▸ **BRIEF 1**
Reproduce the part of the Gateshead article starting at "Today is the" and ending at "out of business.", switching "pandemic" to "outbreak".
▸ **BRIEF 2**
Continue the Gateshead article past its final sentence.

▸ **TEXT UNDER STUDY**
[Start of Attachment]

It’s a moment for those that didn’t need a second thought about following Gateshead Athletic, United or Rovers at a far lower level if the worst outcome came to pass with the clock ticking towards doomsday.
It is for those that not only rescued their club, but went through the painstaking early rebuild, took leaps of blind faith and watched on as the green shoots of recovery burst through.
It will be a reward for the players that showed belief against the odds when Mike Williamson and Ian Watson pieced together a squad in the aftermath of the takeover as many targets looked away.
Today is the product of the new look squad that stayed true following play-off heartache and battled valiantly in front of empty grounds when a global pandemic forced those that had rescued the club to watch on from a social distance.
It is for gradual, yet spectacular growth on the pitch and behind the scenes as lessons are learnt on a daily basis and constant improvement and development have seeped into the conscious of everyone involved.
It is a strange feeling as I sit and write this piece in the former office of the very individual that took Gateshead to the brink of going out of business.
A room where just over three years ago I received some stern (and unprintable) words from that same person after simply telling the truth about the way he conducted business within the football club.
I am looking out of the same window Scott Barrow angrily gestured towards as he stood pitchside and told this very media outlet that the same individual had tried to force him out of the club.

[End of Attachment]

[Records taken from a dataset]
[Start of Attachment]

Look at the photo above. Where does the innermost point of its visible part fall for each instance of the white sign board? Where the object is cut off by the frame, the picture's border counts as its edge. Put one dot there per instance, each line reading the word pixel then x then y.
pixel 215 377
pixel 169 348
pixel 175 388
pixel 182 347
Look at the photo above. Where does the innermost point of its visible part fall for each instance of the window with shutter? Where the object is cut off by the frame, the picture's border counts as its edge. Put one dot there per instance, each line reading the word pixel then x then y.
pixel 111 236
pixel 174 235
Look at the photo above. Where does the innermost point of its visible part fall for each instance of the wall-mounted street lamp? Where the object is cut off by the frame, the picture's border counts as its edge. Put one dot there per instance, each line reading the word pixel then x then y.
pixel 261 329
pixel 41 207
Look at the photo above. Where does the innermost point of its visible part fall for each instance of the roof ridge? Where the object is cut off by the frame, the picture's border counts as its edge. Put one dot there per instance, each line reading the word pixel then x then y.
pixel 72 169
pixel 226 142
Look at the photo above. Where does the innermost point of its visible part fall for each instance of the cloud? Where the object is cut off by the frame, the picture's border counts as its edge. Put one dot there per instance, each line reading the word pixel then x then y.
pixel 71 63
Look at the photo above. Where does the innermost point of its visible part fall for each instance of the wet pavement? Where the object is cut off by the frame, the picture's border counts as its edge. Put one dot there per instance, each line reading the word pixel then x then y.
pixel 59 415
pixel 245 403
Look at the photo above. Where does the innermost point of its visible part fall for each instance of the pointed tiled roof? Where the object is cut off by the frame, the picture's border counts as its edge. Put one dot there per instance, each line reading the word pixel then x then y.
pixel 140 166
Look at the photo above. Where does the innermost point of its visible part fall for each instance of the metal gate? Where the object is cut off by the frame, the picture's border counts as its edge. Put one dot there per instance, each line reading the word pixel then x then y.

[End of Attachment]

▸ **REPLY 1**
Today is the product of the new look squad that stayed true following play-off heartache and battled valiantly in front of empty grounds when a global outbreak forced those that had rescued the club to watch on from a social distance.
It is for gradual, yet spectacular growth on the pitch and behind the scenes as lessons are learnt on a daily basis and constant improvement and development have seeped into the conscious of everyone involved.
It is a strange feeling as I sit and write this piece in the former office of the very individual that took Gateshead to the brink of going out of business.

▸ **REPLY 2**
A quick scan to the left and I can see where an emotional Ben Clark sat and told the Hartlepool Mail he was considering stepping away from the club he holds closest to his heart because of business being conducted behind his back.
If I turn on my seat and look out of the door, I can see the point where the same person was escorted out of his office as the club were thrown out of their home after a series of missed payments.
But these are not the images conjured in my mind as I sit and look across the International Stadium pitch.
These are not the memories I will take into the future or the emotions they evoke when I consider what has been and gone and what is yet to come as they move into an exciting future.
Now, because of the efforts of supporters, coaching staff and players, the memories I will take into the future will be of the International Stadium becoming a hub for a club that has healed wounds with local businesses and reformed bonds with their community.
A club that rallied for those in need by hosting food banks and offering mental health support through a simple phone call during the Covid-19 pandemic.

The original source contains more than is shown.